PROBLEM REQUIREMENTS:
Go through the records below and copy out every line holding "positive".

RECORD EXTRACTS:

════════════════

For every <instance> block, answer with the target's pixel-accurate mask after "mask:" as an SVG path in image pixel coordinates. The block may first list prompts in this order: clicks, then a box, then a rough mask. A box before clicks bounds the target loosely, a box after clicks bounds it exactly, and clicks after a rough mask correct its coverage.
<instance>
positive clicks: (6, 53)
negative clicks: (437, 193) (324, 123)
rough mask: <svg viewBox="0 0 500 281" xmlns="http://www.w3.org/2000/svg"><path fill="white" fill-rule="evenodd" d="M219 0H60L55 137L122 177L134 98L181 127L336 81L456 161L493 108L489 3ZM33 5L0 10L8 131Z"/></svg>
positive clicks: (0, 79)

════════════════

EXERCISE OUTPUT:
positive clicks: (6, 53)
positive clicks: (0, 79)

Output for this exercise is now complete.